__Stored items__
○ ○ ○ ○
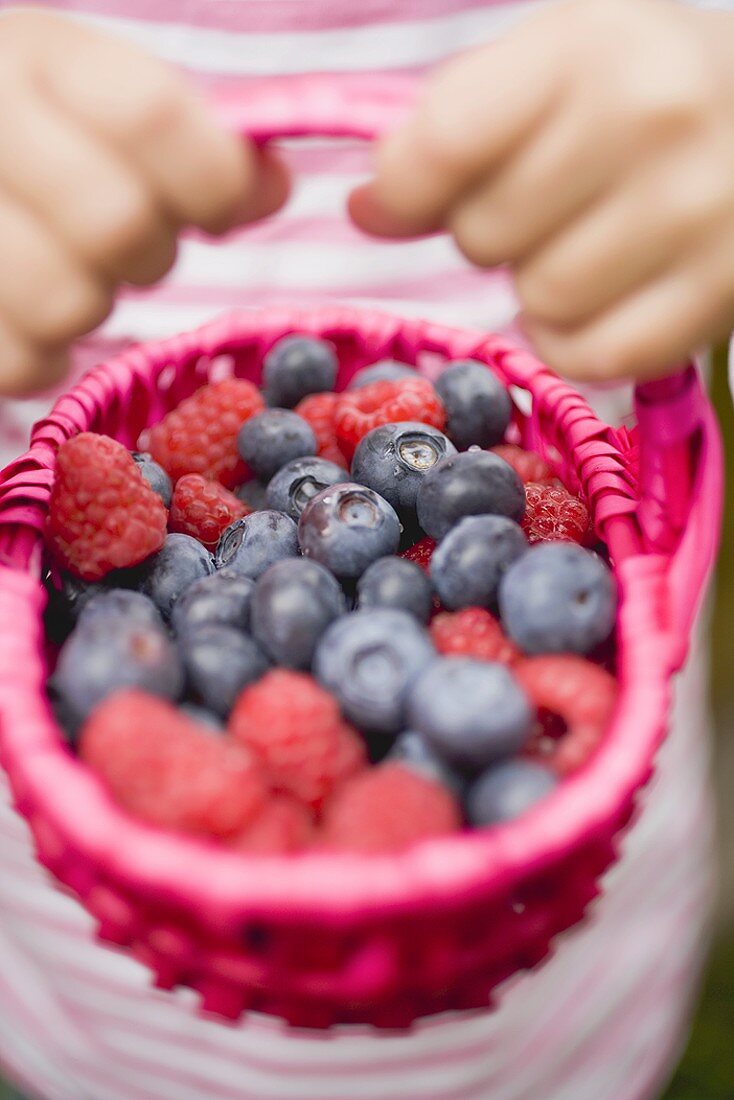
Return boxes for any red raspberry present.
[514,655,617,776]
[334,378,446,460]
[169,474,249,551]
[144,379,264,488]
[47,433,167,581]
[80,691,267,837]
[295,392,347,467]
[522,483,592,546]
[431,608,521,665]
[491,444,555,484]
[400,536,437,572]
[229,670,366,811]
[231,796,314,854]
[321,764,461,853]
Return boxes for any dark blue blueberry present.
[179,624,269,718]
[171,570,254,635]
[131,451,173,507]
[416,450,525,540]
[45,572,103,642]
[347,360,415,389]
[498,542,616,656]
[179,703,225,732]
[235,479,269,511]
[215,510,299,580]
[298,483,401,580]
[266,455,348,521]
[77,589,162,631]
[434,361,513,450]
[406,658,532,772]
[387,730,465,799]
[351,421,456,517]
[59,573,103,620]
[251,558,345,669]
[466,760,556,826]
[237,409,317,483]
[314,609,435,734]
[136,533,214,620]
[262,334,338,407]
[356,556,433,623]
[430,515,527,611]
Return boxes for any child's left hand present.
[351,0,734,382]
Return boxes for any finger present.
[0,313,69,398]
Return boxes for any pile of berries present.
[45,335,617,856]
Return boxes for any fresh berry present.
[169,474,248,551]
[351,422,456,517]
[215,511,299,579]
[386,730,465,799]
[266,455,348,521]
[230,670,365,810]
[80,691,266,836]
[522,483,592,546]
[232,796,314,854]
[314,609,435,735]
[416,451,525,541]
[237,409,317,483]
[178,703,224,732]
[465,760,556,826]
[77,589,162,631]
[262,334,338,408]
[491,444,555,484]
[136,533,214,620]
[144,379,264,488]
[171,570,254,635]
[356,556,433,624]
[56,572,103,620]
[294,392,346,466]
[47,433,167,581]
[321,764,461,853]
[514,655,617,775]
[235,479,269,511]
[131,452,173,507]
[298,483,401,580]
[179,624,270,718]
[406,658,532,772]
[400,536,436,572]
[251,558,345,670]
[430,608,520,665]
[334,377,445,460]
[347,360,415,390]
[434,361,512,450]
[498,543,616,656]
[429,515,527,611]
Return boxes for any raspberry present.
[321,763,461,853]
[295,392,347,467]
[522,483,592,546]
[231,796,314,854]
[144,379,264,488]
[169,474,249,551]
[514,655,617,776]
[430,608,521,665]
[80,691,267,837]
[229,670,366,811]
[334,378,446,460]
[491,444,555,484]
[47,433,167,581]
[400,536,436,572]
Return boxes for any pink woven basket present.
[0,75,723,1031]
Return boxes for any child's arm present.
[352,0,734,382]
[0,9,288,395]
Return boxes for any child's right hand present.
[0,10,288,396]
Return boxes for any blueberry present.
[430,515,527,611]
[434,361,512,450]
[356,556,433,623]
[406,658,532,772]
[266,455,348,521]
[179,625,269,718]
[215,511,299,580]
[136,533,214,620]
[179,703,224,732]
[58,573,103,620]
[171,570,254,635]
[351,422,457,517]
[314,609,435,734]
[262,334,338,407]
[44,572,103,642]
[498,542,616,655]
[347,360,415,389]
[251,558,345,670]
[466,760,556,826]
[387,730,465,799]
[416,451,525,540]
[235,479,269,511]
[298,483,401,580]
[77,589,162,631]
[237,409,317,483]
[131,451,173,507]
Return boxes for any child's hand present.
○ ○ ○ ○
__Work to complete__
Omit the pictures. Repeat the rest of the data exactly.

__Exercise response__
Return boxes for any red raspberry present.
[514,655,617,776]
[334,378,446,460]
[169,474,249,551]
[144,379,264,488]
[47,433,167,581]
[80,691,267,837]
[295,392,347,467]
[522,483,592,546]
[431,608,521,665]
[491,444,555,484]
[400,536,437,572]
[229,670,366,811]
[231,796,314,854]
[321,764,461,853]
Return boxes for any dark blue blueberry present.
[179,624,269,718]
[171,570,254,635]
[131,451,173,507]
[416,450,525,540]
[45,572,103,642]
[347,360,415,389]
[498,542,616,656]
[179,703,225,732]
[235,479,269,511]
[215,510,299,580]
[298,483,401,580]
[266,455,348,521]
[77,589,162,631]
[434,361,513,450]
[406,658,532,772]
[387,730,465,799]
[351,421,456,517]
[59,573,103,620]
[251,558,345,669]
[466,760,556,826]
[237,409,317,483]
[314,609,435,734]
[136,533,214,620]
[262,334,338,407]
[356,556,433,623]
[430,515,527,611]
Return boxes for any child's left hand present.
[351,0,734,382]
Return boxes for any finger present.
[0,313,69,398]
Return boxes for any pile of berries present.
[45,335,617,856]
Return boxes for any fresh berry present.
[169,474,248,551]
[351,422,456,517]
[215,511,299,579]
[386,730,465,799]
[266,455,348,521]
[230,670,365,810]
[80,691,266,836]
[522,483,592,546]
[232,796,314,854]
[314,609,435,735]
[416,451,525,541]
[237,409,317,483]
[178,703,224,732]
[465,760,556,826]
[77,589,162,631]
[262,334,338,408]
[491,444,555,484]
[136,533,214,620]
[144,379,264,488]
[171,570,254,635]
[356,556,433,624]
[56,572,103,620]
[294,392,346,466]
[47,433,167,581]
[321,764,461,853]
[514,655,617,775]
[235,479,269,511]
[131,452,173,507]
[298,483,401,580]
[179,624,270,718]
[406,658,532,772]
[400,536,436,572]
[251,558,345,670]
[430,608,520,665]
[334,377,445,460]
[347,360,415,390]
[434,361,512,450]
[498,543,616,656]
[429,515,527,611]
Return boxes for any raspberry present.
[321,763,461,853]
[295,392,347,467]
[522,483,592,546]
[231,796,314,854]
[144,379,264,488]
[169,474,249,551]
[514,655,617,776]
[430,608,521,665]
[80,691,267,837]
[229,670,366,811]
[334,378,446,460]
[491,444,555,484]
[47,433,167,581]
[400,536,436,572]
Return boxes for any pink woven basket present.
[0,75,723,1031]
Return boxes for any child's arm present.
[352,0,734,382]
[0,9,288,395]
Return boxes for any child's right hand present.
[0,10,288,396]
Return boxes for any blueberry present.
[430,515,527,611]
[434,361,512,450]
[356,556,433,623]
[406,658,532,772]
[266,455,348,521]
[179,625,269,718]
[215,511,299,580]
[136,533,214,620]
[179,703,224,732]
[58,573,103,620]
[171,570,254,635]
[351,422,457,517]
[314,609,435,734]
[262,334,338,407]
[44,572,103,642]
[498,542,616,655]
[347,360,415,389]
[251,558,345,670]
[466,760,556,826]
[387,730,465,799]
[416,451,525,540]
[235,479,269,511]
[298,483,401,580]
[77,589,162,631]
[237,409,317,483]
[131,451,173,507]
Return boxes for any child's hand present.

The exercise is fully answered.